START Supplied passage

- Venue: Olympic Centre of Szeged
- Location: Szeged, Hungary
- Dates: 22–24 August
- Competitors: 60 from 30 nations
- Winning time: 1:42.55

Medalists
| gold medal | Maryna Litvinchuk Volha Khudzenka | Belarus |
| silver medal | Karolina Naja Anna Puławska | Poland |
| bronze medal | Špela Ponomarenko Janić Anja Osterman | Slovenia |

= 2019 ICF Canoe Sprint World Championships – Women's K-2 500 metres =

The women's K-2 500 metres competition at the 2019 ICF Canoe Sprint World Championships in Szeged took place at the Olympic Centre of Szeged.

==Schedule==
The schedule was as follows:

| Date | Time | Round |
| Thursday 22 August 2019 | 12:43 | Heats |
| 15:42 | Semifinals |
| Saturday 24 August 2019 | 09:43 | Final B |
| 12:56 | Final A |

All times are Central European Summer Time (UTC+2)

==Results==
===Heats===
The six fastest boats in each heat, plus the three fastest seventh-place boats advanced to the semifinals.

END Supplied passage

= Task to carry out =
List every competition round named in the schedule of the canoe sprint event summary above.

START Provided data

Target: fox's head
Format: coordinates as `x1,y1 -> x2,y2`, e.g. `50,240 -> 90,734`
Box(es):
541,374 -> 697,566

END Provided data

= Result for this task =
Heats
Semifinals
Final B
Final A